PROVIDED PASSAGE |

○ ○ ○ ○

7

I'm trying to refine a SQL query to make my reports looks better. My query reads data from one table, groups by a few colums and calculates some aggregate fields (counts and sums).

SELECT A, B, C, COUNT(*), SUM(D) FROM T
GROUP BY A, B, C
ORDER BY A, B, C

Now, let's assume B and C columns are some defined constant strings, for example, B can be 'B1' or 'B2', C can be 'C1' or 'C2'. So, an example resultset is:

A  | B  | C  | COUNT(*) | SUM(D)
--------------------------------
A1 | B1 | C1 |       34 |   1752
A1 | B1 | C2 |        4 |    183
A1 | B2 | C1 |      199 |   8926
A1 | B2 | C2 |       56 |   2511
A2 | B1 | C2 |        6 |     89
A2 | B2 | C2 |       12 |    231
A3 | B1 | C1 |       89 |    552
...

As you can see, for 'A1' I have all four possible (B, C) combination, but that's not true for 'A2'. My question is: how can I generate also summary rows for (B, C) combination not present, in fact, in the given table? That is, how can I print, for example, also these rows:

A  | B  | C  | COUNT(*) | SUM(D)
--------------------------------
A2 | B1 | C1 |        0 |      0
A2 | B2 | C1 |        0 |      0

The only solution I can see is to create some auxiliarity tables with all (B, C) values and then make a RIGHT OUTER JOIN with that aux table. But I'm searching for a cleaner way...

○ ○ ○ ○

INFORMATION GIVEN |

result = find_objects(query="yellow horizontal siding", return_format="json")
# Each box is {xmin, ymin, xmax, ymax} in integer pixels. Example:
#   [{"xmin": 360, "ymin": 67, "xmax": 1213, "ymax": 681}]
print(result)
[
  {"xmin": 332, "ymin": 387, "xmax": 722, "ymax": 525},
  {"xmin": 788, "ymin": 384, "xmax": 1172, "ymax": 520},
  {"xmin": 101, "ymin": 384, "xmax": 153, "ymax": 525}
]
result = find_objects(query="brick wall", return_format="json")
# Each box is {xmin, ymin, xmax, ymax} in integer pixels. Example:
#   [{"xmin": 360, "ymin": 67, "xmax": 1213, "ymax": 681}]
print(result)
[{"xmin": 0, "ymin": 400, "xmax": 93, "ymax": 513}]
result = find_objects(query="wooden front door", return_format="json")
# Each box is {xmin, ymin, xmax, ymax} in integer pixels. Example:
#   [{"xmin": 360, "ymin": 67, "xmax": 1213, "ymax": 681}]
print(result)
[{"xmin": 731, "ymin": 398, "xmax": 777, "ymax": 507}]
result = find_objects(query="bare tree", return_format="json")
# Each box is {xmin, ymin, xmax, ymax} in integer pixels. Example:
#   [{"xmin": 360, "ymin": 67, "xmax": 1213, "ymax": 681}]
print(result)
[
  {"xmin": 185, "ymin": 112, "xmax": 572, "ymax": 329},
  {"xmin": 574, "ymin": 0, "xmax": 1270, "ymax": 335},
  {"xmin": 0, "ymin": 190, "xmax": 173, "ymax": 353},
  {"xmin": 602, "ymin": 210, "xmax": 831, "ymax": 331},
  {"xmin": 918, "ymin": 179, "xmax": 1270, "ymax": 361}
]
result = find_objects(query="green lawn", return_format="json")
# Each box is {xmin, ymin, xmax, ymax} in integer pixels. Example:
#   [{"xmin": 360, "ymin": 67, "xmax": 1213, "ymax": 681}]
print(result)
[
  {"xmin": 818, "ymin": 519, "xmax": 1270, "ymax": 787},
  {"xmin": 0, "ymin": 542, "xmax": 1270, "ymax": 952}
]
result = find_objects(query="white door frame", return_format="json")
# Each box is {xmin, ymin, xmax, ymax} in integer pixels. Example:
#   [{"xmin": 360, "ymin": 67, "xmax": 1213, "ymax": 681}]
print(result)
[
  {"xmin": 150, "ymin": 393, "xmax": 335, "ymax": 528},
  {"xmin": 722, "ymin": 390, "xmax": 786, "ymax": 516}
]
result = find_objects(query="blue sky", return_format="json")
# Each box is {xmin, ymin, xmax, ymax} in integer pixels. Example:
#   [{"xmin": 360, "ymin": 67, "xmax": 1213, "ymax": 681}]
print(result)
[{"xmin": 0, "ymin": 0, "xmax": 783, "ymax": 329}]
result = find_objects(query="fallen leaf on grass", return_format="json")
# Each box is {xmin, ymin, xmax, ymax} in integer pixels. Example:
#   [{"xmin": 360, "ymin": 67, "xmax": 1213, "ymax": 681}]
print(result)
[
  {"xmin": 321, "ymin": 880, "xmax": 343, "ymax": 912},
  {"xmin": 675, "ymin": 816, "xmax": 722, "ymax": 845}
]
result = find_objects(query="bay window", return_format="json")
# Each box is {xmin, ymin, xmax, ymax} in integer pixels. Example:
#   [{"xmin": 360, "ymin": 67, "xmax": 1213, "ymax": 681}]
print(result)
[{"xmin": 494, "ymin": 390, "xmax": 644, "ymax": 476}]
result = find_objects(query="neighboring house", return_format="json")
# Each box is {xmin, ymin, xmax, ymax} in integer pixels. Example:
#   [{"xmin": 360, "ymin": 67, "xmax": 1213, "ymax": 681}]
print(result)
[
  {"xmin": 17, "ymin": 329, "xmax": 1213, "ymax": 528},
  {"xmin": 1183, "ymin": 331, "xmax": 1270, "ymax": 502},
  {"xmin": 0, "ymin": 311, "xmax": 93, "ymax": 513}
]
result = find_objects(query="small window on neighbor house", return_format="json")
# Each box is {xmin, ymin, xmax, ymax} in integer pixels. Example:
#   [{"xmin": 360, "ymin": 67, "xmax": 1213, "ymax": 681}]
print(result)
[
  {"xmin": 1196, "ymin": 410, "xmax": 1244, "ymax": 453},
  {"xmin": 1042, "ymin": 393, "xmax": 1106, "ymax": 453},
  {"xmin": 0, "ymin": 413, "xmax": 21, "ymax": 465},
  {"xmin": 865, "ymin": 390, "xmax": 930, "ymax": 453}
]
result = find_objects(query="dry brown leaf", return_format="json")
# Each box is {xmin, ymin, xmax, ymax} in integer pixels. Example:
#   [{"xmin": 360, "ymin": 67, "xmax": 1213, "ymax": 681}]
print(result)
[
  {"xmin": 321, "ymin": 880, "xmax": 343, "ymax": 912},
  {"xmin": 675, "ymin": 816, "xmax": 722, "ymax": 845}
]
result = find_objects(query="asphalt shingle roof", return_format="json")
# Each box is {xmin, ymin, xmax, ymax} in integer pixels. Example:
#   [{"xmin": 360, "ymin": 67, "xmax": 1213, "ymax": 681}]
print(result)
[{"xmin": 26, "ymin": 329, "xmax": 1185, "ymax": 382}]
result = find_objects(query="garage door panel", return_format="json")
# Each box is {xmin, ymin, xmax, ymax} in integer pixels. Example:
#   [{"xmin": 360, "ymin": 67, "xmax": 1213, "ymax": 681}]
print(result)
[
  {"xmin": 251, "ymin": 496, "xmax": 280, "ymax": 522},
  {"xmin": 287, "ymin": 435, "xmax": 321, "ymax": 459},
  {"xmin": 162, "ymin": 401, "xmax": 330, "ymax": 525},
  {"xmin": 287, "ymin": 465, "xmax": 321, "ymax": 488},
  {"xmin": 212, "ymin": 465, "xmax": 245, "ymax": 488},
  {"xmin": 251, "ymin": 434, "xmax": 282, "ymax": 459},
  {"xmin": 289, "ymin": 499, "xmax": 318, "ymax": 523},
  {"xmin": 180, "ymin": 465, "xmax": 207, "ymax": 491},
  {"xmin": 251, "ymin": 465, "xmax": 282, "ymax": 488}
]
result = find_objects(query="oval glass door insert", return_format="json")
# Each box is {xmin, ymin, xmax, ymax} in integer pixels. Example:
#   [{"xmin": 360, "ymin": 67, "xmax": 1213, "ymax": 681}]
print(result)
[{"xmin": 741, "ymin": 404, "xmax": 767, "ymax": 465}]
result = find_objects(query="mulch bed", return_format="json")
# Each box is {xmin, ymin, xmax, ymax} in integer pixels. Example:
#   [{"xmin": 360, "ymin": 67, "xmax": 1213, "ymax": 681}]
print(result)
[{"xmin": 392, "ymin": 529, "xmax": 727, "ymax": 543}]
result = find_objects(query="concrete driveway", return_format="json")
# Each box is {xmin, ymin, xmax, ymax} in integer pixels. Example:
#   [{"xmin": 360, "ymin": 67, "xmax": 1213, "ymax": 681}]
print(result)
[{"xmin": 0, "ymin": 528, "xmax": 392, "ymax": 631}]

○ ○ ○ ○

INSTRUCTION 1 | In the SQL grouping question, what kind of join does the poster consider making with an auxiliary table?
INSTRUCTION 2 | Using the SQL grouping question, mark each statement yes or no and quote the words that decide it. (a) The query sorts its output by A, B and C. (b) Every possible (B, C) combination appears for 'A2'. (c) The poster is content with the auxiliary-table approach.
INSTRUCTION 3 | Write the next part of the SQL grouping question, picking up after its final sentence.

EXERCISE OUTPUT 1 | A RIGHT OUTER JOIN.

EXERCISE OUTPUT 2 |
(a) Yes: "ORDER BY A, B, C"
(b) No: "that's not true for 'A2'"
(c) No: "I'm searching for a cleaner way"

EXERCISE OUTPUT 3 |
Thank you all.

caitriona
  • 8,569
  • 4
  • 32
  • 36
lorenzo-s
  • 16,603
  • 15
  • 54
  • 86
  • What are you using mssql, oracel, mysql? – Arion May 10 '12 at 07:43
  • Oracle. But the query is written, at the moment, in a standard way (it runs on MySQL too, we have a MySQL copy of the DB for no question-relevant reason). – lorenzo-s May 10 '12 at 07:44
  • Maybe [this](http://www.techrepublic.com/article/group-by-grouping-sets-for-custom-rollups-in-oracle/6134424) helps. Grouping sets are available in both SQL Server and Oracle. Not sure about MySQL. – dan radu May 10 '12 at 07:50
  • @dradu Very interesting. I've never hear of CUBE and GROUPING SETS before. Maybe bacuse I'm mostly a MySQL user. Anyway, it does not help: both CUBE and GROUPING SETS produce any kind of grand-total, but not generate empty summaries. – lorenzo-s May 10 '12 at 08:04
  • I have solved a similar problem using `CROSS JOIN` in a subselect, here: http://stackoverflow.com/questions/9924433/mysql-select-query-using-count – Lukas Eder May 10 '12 at 13:02
  • 1
    What is "unclean" about using a right outer join to solve the problem? That seems like the right solution. – Gordon Linoff May 10 '12 at 14:52
  • @GordonLinoff Nothing. Maybe "cleaner" is not the right word. My knowledge about Oracle DBMS is very limited, and I was curious to know if there were other solution involving less code. – lorenzo-s May 10 '12 at 15:06

3 Answers3

2

The auxiliary table doesn't have to be a real table, it can be a common table expression - at least if you can get all possible values (or all you're interested in) from the table itself. Using @Bob Jarvis' query to generate all possible combinations you can do something like:

WITH CTE AS (
    SELECT * FROM (SELECT DISTINCT a FROM T)
    JOIN (SELECT DISTINCT b, c FROM T) ON (1 = 1)
)
SELECT CTE.A, CTE.B, CTE.C,
    SUM(CASE WHEN T.A IS NULL THEN 0 ELSE 1 END), NVL(SUM(T.D),0)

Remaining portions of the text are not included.